---------- SELECTED PASSAGE

I agree about writing, it may be easier for you to just write and give it to them.
 
I don't know if this is helpful or not but my story seems similar in ways to yours and I too had a male T. I feel I was pushed to disclose exactly what happened to me too soon...When I did disclose I wrote it all down and handed it to him at the end of a session and walked away.

Thank you for your reply. I'm so sorry that you were pushed into telling what happened and had to go through that. I think because he is male i am more wary, luckily he doesn't seem to push me on matters i don't want to discuss and at times i have said, i can't talk about that, or i'm not ready to talk about it and he's not forced the matter. I have considered writing it down, because i'm the same in that when he has tried to talk about something which triggers memories of my experience i shut down and feel physically unable to respond. I guess i'm waiting for the moment when i know its the "right time" to finally tell someone, i just don't know if i'm there yet. I'm closer than before, but i agree, it needs to be on my terms. Thank you again for your comment.

--------------------
---------- INFORMATION GIVEN

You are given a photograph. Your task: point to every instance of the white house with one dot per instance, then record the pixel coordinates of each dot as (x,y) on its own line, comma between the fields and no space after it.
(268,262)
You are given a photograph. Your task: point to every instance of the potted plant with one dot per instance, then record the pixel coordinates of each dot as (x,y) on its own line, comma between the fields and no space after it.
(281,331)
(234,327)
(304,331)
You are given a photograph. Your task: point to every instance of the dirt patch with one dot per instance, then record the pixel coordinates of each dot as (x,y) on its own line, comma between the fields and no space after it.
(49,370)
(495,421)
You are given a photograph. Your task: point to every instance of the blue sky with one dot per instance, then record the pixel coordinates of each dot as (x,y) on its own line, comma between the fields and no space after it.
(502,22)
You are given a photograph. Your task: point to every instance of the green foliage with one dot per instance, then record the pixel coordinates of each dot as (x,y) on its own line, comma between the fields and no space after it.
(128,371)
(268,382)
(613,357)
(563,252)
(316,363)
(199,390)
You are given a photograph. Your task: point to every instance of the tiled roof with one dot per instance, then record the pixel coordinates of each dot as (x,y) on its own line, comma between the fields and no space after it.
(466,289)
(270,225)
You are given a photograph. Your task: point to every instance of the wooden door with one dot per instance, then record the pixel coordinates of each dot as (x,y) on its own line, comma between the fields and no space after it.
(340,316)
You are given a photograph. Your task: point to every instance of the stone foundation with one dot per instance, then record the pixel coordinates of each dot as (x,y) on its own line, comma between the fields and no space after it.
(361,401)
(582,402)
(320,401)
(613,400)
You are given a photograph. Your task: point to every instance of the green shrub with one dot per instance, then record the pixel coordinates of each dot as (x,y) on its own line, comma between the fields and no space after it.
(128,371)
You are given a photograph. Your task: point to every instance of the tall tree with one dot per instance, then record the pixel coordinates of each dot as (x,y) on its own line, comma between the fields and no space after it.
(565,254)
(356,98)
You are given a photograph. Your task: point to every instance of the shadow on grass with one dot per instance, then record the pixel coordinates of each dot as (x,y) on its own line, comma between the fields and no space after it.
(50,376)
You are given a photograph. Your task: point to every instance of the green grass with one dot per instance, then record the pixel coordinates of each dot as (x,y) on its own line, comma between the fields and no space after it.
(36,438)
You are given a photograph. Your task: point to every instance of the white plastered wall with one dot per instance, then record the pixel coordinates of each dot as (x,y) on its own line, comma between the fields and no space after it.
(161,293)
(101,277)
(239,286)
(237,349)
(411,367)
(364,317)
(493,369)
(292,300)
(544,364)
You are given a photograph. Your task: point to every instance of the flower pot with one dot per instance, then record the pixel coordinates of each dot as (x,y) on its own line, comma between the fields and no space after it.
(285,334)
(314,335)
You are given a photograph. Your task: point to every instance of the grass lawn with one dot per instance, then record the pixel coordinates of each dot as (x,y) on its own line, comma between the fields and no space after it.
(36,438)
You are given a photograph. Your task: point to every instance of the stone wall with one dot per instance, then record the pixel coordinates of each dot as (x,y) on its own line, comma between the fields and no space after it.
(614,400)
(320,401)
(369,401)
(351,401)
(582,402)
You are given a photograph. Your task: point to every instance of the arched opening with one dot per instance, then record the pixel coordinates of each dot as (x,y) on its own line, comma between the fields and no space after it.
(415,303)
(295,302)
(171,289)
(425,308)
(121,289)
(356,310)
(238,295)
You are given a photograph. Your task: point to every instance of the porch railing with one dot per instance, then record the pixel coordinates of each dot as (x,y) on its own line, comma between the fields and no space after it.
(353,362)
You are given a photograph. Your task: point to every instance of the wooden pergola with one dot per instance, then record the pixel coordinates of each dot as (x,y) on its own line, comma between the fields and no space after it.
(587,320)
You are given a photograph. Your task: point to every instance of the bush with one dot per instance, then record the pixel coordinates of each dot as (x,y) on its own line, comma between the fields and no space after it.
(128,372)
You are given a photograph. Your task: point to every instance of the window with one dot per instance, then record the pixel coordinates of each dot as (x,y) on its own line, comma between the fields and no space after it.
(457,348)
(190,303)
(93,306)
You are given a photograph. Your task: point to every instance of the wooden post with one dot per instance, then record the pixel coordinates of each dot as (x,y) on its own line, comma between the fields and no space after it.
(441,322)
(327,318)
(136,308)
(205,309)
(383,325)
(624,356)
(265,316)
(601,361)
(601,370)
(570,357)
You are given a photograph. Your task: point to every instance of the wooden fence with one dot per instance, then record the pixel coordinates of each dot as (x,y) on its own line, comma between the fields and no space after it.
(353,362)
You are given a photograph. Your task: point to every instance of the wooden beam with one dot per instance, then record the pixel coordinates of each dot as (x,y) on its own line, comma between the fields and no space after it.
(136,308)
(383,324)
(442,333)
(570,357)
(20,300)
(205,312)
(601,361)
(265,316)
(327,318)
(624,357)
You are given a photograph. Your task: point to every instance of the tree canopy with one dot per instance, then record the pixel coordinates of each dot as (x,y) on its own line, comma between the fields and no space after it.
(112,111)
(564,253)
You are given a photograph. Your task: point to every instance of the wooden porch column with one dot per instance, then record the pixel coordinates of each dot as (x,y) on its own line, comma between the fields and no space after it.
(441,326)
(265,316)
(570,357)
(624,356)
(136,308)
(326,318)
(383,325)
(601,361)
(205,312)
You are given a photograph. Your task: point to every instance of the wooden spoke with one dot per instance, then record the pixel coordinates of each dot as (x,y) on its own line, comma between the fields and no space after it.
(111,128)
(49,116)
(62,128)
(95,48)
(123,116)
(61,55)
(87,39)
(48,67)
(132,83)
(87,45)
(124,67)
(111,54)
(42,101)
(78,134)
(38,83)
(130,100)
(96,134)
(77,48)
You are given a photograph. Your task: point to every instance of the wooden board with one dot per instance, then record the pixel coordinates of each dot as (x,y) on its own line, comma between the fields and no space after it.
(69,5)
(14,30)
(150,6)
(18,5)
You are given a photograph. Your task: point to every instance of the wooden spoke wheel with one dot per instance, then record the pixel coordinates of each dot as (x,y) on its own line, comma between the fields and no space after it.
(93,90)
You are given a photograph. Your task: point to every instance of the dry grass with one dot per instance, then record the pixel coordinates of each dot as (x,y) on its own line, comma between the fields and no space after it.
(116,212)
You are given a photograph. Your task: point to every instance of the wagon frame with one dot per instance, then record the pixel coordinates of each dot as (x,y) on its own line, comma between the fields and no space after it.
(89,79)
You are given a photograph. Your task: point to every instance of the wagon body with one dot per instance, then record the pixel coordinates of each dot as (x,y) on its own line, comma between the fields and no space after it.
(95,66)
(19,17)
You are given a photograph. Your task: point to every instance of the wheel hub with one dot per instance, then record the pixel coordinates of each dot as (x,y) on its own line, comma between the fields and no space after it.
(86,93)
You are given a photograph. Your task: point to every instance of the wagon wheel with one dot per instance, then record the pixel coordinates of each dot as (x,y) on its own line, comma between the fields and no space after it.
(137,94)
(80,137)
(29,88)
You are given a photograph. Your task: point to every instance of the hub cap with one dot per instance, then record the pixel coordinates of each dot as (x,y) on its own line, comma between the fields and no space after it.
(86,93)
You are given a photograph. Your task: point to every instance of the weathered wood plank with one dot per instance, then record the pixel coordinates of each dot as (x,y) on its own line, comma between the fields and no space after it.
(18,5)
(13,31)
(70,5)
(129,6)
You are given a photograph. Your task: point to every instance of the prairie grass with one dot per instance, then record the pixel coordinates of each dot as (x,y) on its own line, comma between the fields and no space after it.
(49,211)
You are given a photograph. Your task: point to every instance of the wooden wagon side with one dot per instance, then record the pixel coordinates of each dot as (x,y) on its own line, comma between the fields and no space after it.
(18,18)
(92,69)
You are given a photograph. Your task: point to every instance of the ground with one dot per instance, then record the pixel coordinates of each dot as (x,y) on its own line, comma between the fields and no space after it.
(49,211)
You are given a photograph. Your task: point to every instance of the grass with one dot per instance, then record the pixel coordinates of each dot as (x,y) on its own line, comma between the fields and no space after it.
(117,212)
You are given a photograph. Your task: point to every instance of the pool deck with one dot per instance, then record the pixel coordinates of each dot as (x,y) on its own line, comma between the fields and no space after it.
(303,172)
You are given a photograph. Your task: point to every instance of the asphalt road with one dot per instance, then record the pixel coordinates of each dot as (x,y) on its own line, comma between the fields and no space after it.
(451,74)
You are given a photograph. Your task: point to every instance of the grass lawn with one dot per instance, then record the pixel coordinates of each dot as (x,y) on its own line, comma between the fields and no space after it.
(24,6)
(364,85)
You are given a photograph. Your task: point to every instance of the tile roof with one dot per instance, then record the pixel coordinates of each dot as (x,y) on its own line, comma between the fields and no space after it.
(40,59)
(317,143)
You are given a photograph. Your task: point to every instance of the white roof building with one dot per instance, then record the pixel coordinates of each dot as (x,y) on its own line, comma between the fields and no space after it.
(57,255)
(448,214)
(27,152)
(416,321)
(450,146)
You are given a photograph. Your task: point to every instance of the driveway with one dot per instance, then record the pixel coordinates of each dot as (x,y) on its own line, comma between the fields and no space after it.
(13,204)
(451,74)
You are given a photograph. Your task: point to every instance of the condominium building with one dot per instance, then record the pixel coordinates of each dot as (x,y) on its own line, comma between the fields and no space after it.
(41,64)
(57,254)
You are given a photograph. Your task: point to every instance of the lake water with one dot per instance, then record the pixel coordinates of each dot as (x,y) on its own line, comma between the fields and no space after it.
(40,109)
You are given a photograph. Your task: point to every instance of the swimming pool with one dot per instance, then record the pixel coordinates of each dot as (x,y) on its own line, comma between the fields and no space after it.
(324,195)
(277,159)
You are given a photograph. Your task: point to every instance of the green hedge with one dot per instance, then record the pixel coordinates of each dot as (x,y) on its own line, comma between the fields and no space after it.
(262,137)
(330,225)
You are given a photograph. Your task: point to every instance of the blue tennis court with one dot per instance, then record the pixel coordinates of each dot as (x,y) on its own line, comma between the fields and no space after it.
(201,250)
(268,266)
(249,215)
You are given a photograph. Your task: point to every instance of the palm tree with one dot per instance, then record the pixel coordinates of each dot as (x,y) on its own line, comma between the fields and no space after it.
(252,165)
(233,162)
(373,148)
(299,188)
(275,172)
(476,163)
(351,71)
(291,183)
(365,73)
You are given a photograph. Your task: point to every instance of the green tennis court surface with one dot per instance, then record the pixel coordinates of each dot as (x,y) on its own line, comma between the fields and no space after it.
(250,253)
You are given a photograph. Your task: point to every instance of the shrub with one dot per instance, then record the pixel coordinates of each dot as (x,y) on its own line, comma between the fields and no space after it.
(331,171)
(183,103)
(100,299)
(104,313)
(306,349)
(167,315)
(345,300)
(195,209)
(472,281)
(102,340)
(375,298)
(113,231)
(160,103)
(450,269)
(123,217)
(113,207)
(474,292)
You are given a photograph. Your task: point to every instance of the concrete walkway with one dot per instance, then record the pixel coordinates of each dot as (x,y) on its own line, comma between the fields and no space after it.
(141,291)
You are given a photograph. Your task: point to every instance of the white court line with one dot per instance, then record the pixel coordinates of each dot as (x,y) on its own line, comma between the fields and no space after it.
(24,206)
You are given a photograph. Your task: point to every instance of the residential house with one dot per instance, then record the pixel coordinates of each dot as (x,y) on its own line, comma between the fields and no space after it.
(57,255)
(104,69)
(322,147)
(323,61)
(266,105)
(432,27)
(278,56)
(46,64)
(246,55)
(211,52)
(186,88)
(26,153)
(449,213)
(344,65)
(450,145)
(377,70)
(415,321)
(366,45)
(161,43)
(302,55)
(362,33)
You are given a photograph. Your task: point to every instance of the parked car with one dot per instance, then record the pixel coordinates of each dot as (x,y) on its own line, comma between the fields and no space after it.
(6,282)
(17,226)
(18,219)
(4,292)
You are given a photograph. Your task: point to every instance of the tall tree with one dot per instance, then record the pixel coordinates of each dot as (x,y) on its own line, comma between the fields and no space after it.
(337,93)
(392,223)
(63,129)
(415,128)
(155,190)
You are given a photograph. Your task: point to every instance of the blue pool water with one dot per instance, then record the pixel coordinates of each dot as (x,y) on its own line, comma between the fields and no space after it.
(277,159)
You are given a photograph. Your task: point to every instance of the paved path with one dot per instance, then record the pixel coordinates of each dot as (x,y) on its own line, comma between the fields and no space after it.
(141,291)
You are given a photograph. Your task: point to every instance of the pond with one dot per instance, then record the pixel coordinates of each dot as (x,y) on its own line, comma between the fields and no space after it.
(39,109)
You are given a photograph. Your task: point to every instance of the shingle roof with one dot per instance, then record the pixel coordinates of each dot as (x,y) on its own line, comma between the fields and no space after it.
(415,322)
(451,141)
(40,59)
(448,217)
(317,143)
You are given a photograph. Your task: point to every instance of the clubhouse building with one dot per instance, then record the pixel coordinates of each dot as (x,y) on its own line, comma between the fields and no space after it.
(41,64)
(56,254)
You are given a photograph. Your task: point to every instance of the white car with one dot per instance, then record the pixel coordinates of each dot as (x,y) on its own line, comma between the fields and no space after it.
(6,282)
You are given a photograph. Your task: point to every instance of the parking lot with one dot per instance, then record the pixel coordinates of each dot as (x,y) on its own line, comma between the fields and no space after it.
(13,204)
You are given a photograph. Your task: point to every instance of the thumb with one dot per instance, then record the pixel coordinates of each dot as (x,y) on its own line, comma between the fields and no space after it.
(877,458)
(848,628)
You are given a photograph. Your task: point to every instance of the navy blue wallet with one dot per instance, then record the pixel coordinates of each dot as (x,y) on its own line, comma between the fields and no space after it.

--------------------

WHAT TO WORK ON>
1 - Repeat the part of the forum thread starting with "I don't know" and going on through "and walked away.".
2 - In the forum thread, why has the person who wrote the thank-you reply considered writing it down? Answer in one to three sentences.

SOLUTIONS BY TASK>
1 -
I don't know if this is helpful or not but my story seems similar in ways to yours and I too had a male T. I feel I was pushed to disclose exactly what happened to me too soon...When I did disclose I wrote it all down and handed it to him at the end of a session and walked away.

2 - When the therapist has tried to talk about something that triggers memories of the experience, this person shuts down and feels physically unable to respond.